In our area in South France near Uzès, the highly prized culinary black truffle is in season now. Truffles are available in the winter markets from truffle producteurs (producers), restaurants create truffle specific menus, wine and truffle paired events are offered, there are truffle hunting with dogs demonstrations, and the third weekend in January is the culmination of events and celebrations centered around the prized truffle in Uzès. My husband John, and I were fortunate to take in a few of these very special events with wine and truffle pairings.

Collias Wine & Truffle Pairing 2026

Collias Wine Cooperative, Wine & Truffle Pairing Event

Duche D'Uzès Winemaker's  Wine & Truffle Event

Duche D’Uzès Winemaker’s Wine & Truffle Gala.

Truffles grow underground at the base of certain trees like oak, hazelnut, hornbeam, pine, and a few others. The unique landscape around the Uzès area is ideal for the black truffle. The black truffle, also called the black diamond for it’s culinary excellence, has been found, cultivated, and highly revered for centuries. In Uzès, truffle season is from November to March.

Fat absorbs the unique flavor of truffle the best. Therefore, truffle pairs very well with eggs, creams, butter, and fats. I had the good fortune to talk to with a friendly wife of a truffle producteur, who said she always infuses her cream, her eggs with truffle for at least a day in advance, before using it in her cooking. Not having really cooked with truffle before, I decided to try truffle three different ways.

[Data records]
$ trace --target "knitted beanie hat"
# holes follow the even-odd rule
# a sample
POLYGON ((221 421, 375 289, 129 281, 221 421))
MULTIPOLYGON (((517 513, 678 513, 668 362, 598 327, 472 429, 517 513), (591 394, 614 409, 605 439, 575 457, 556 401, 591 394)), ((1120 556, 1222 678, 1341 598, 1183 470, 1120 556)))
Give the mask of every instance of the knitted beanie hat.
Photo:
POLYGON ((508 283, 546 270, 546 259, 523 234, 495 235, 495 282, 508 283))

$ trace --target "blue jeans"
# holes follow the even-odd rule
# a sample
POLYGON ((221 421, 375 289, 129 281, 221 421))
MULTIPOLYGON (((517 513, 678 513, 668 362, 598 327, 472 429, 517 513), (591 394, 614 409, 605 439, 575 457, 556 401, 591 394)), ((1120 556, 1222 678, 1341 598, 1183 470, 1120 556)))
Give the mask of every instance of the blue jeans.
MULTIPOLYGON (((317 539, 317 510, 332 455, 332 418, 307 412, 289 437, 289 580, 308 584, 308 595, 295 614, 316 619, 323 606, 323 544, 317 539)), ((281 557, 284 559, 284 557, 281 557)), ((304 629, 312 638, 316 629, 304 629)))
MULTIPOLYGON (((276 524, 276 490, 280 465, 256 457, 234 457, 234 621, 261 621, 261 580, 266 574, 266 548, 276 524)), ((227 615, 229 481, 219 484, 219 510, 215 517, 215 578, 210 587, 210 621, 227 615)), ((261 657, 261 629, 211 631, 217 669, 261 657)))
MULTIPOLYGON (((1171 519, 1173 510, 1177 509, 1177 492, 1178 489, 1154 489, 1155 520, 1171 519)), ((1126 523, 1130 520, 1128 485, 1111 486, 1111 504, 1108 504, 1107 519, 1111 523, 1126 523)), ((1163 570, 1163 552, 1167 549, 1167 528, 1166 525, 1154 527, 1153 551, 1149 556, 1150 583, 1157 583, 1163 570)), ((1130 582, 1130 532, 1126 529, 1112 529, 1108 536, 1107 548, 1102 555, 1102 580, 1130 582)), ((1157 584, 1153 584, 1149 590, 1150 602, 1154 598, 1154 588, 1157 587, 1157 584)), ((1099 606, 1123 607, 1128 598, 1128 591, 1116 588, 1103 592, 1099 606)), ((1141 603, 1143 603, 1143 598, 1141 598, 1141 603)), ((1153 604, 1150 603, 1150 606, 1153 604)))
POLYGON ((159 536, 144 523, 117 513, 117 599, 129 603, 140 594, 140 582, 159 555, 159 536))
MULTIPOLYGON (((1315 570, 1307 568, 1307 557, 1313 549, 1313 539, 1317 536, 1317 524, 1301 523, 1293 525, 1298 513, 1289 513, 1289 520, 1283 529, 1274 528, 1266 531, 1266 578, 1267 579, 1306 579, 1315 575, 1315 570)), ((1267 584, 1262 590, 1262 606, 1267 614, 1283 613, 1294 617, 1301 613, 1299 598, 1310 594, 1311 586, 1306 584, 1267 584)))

> _Problem description_
Answer these questions from the truffle passage.
(a) Which weekend marks the culmination of the truffle events and celebrations in Uzès?
(b) At the base of which trees does the passage say truffles grow?
(c) How far in advance does the truffle producer's wife infuse her cream and eggs with truffle?

> _Task answer_
(a) The third weekend in January.
(b) Oak, hazelnut, hornbeam, pine, and a few others.
(c) At least a day in advance.